### Available records
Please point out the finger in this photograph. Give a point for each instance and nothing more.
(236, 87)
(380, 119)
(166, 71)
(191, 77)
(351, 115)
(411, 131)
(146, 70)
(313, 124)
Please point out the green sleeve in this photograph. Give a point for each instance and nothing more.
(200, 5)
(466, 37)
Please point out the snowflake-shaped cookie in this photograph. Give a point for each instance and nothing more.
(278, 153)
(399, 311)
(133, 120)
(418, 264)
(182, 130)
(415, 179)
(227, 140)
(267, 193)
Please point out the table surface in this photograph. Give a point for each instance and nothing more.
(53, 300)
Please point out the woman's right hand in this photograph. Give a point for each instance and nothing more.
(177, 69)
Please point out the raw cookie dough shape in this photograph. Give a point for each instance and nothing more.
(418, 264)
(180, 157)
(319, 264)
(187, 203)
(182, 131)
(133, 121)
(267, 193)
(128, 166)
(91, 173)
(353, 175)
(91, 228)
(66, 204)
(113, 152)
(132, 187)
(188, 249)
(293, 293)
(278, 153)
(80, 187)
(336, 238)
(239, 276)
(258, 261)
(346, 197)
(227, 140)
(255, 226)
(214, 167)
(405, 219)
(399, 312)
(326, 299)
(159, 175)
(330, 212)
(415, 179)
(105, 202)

==

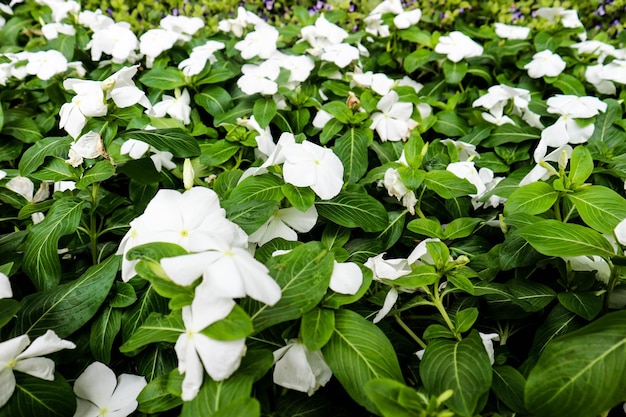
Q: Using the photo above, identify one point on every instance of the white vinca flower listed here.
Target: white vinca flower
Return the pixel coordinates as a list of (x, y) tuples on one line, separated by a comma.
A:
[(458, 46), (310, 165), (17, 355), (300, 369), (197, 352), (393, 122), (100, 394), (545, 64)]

### What you should do
If the string "white" is in a line of the entries, pick that line out.

### Task result
Q: Using the photo above, identify one point on every instance of the white vinca flower listed here.
Target: white vinca flower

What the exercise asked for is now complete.